▶ [To be done]
Retype the data that follows line by line, exactly, and leave its pictures out.

☆ ☆ ☆

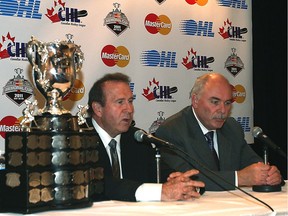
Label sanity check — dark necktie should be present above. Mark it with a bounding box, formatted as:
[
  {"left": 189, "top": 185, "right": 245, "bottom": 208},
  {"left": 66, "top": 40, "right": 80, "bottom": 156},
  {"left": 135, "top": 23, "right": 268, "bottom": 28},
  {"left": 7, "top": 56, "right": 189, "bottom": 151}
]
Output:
[
  {"left": 109, "top": 139, "right": 120, "bottom": 178},
  {"left": 205, "top": 131, "right": 220, "bottom": 170}
]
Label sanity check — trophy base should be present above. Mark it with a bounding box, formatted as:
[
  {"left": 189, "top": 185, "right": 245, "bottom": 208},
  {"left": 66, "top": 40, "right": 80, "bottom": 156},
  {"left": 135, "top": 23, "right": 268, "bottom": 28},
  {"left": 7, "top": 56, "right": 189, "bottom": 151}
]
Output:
[{"left": 0, "top": 131, "right": 104, "bottom": 214}]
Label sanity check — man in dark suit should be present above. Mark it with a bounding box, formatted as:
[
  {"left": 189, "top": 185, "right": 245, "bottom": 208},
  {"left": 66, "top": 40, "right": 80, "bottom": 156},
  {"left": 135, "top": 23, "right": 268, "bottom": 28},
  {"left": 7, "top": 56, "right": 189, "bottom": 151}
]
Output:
[
  {"left": 156, "top": 73, "right": 281, "bottom": 191},
  {"left": 87, "top": 73, "right": 204, "bottom": 201}
]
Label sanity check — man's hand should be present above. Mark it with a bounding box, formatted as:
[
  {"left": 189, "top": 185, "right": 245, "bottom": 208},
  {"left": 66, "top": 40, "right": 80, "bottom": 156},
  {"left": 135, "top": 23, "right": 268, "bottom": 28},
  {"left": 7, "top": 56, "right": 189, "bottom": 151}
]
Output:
[
  {"left": 161, "top": 170, "right": 205, "bottom": 201},
  {"left": 237, "top": 162, "right": 282, "bottom": 186},
  {"left": 266, "top": 166, "right": 282, "bottom": 185}
]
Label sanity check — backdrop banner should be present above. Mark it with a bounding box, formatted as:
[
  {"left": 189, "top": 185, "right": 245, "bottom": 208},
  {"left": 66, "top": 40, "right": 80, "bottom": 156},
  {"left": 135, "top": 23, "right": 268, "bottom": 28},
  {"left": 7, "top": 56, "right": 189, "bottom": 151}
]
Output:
[{"left": 0, "top": 0, "right": 254, "bottom": 153}]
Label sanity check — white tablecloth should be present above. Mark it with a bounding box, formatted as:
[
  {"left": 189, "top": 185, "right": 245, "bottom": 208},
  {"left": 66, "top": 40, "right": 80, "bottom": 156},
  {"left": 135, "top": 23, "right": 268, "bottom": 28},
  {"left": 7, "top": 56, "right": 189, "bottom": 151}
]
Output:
[{"left": 5, "top": 182, "right": 288, "bottom": 216}]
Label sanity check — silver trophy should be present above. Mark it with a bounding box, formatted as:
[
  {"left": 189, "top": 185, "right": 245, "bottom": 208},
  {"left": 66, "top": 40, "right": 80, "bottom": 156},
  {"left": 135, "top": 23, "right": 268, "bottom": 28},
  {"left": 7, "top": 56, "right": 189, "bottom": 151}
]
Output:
[
  {"left": 22, "top": 36, "right": 84, "bottom": 131},
  {"left": 27, "top": 37, "right": 84, "bottom": 115},
  {"left": 0, "top": 37, "right": 104, "bottom": 213}
]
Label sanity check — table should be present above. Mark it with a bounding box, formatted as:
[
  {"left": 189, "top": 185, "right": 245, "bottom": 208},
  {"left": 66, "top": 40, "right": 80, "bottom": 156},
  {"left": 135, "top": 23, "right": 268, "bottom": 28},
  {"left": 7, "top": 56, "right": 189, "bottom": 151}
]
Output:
[{"left": 5, "top": 181, "right": 288, "bottom": 216}]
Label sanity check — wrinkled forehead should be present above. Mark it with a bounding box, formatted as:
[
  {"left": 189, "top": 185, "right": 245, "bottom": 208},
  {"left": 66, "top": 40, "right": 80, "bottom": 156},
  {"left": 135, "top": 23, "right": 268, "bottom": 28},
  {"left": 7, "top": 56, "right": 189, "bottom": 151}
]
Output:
[{"left": 200, "top": 79, "right": 233, "bottom": 101}]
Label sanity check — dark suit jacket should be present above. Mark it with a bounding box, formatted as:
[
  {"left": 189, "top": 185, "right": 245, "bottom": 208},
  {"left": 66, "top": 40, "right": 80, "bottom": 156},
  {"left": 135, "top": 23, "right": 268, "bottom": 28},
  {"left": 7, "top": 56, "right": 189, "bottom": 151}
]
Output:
[
  {"left": 87, "top": 119, "right": 170, "bottom": 201},
  {"left": 156, "top": 106, "right": 262, "bottom": 191}
]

☆ ☆ ☆

▶ [Complete answer]
Label sanity check — dark necktie should be present above. Mark it with a bounding box, formatted as:
[
  {"left": 189, "top": 185, "right": 245, "bottom": 208},
  {"left": 66, "top": 40, "right": 80, "bottom": 156},
  {"left": 135, "top": 23, "right": 268, "bottom": 28},
  {"left": 7, "top": 56, "right": 189, "bottom": 151}
]
Output:
[
  {"left": 109, "top": 139, "right": 120, "bottom": 178},
  {"left": 205, "top": 131, "right": 220, "bottom": 170}
]
Label sanity check — trophy base should be present above. Mark it with a bounding box, formatted as:
[
  {"left": 189, "top": 185, "right": 245, "bottom": 208},
  {"left": 66, "top": 40, "right": 80, "bottom": 156},
  {"left": 135, "top": 23, "right": 268, "bottom": 28},
  {"left": 7, "top": 56, "right": 189, "bottom": 151}
]
Output:
[{"left": 0, "top": 131, "right": 104, "bottom": 214}]
Label sanity check — man in dark suit should be present above. Mark it with a bounding box, formatted as:
[
  {"left": 189, "top": 185, "right": 245, "bottom": 208},
  {"left": 66, "top": 40, "right": 80, "bottom": 156},
  {"left": 135, "top": 23, "right": 268, "bottom": 28},
  {"left": 7, "top": 56, "right": 189, "bottom": 151}
]
Output:
[
  {"left": 156, "top": 73, "right": 281, "bottom": 191},
  {"left": 87, "top": 73, "right": 204, "bottom": 201}
]
Label sanity check — man's hand should be present above. Mark it with a bounding box, formatted as:
[
  {"left": 189, "top": 185, "right": 245, "bottom": 208},
  {"left": 66, "top": 40, "right": 80, "bottom": 156},
  {"left": 135, "top": 23, "right": 268, "bottom": 28},
  {"left": 7, "top": 56, "right": 189, "bottom": 151}
]
Output:
[
  {"left": 161, "top": 170, "right": 205, "bottom": 201},
  {"left": 237, "top": 162, "right": 282, "bottom": 186},
  {"left": 266, "top": 166, "right": 282, "bottom": 185}
]
Label sanity check — backdrop banner should be present above. Mark it with a bounding box, formatted as:
[
  {"left": 189, "top": 185, "right": 245, "bottom": 208},
  {"left": 66, "top": 40, "right": 80, "bottom": 156},
  {"left": 135, "top": 23, "right": 268, "bottom": 28},
  {"left": 7, "top": 56, "right": 189, "bottom": 151}
]
Output:
[{"left": 0, "top": 0, "right": 254, "bottom": 153}]
Label sanity check — white tablecloth should be present above. Mark it with a bounding box, formatted as:
[
  {"left": 189, "top": 185, "right": 245, "bottom": 208},
  {"left": 66, "top": 40, "right": 80, "bottom": 156},
  {"left": 135, "top": 23, "right": 268, "bottom": 28},
  {"left": 7, "top": 56, "right": 189, "bottom": 151}
]
Output:
[{"left": 5, "top": 182, "right": 288, "bottom": 216}]
Label sanity check — silver trophy should be present above. Mark it with a bounding box, formatted as:
[
  {"left": 189, "top": 185, "right": 245, "bottom": 208},
  {"left": 66, "top": 40, "right": 80, "bottom": 156},
  {"left": 135, "top": 23, "right": 268, "bottom": 28},
  {"left": 7, "top": 56, "right": 189, "bottom": 151}
]
Output:
[
  {"left": 22, "top": 36, "right": 84, "bottom": 131},
  {"left": 27, "top": 37, "right": 84, "bottom": 115},
  {"left": 0, "top": 37, "right": 104, "bottom": 213}
]
Label sanity check — table should be present above. Mark it with a bounding box, formatted as:
[
  {"left": 189, "top": 185, "right": 245, "bottom": 208},
  {"left": 66, "top": 40, "right": 80, "bottom": 156},
  {"left": 135, "top": 23, "right": 268, "bottom": 28},
  {"left": 7, "top": 56, "right": 189, "bottom": 151}
]
Output:
[{"left": 5, "top": 181, "right": 288, "bottom": 216}]
Label sanity check — wrinkled forehead should be present above. Mark it with a bounding box, formatted as:
[
  {"left": 189, "top": 185, "right": 245, "bottom": 208},
  {"left": 66, "top": 40, "right": 80, "bottom": 156},
  {"left": 135, "top": 23, "right": 268, "bottom": 28},
  {"left": 7, "top": 56, "right": 189, "bottom": 151}
]
Output:
[{"left": 200, "top": 79, "right": 233, "bottom": 101}]
Label sanity check — dark suit jacket should be present above. Mark it with a bounding box, formatted as:
[
  {"left": 189, "top": 185, "right": 245, "bottom": 208},
  {"left": 66, "top": 40, "right": 80, "bottom": 156},
  {"left": 135, "top": 23, "right": 268, "bottom": 28},
  {"left": 7, "top": 56, "right": 189, "bottom": 151}
]
Output:
[
  {"left": 87, "top": 119, "right": 170, "bottom": 201},
  {"left": 156, "top": 106, "right": 262, "bottom": 191}
]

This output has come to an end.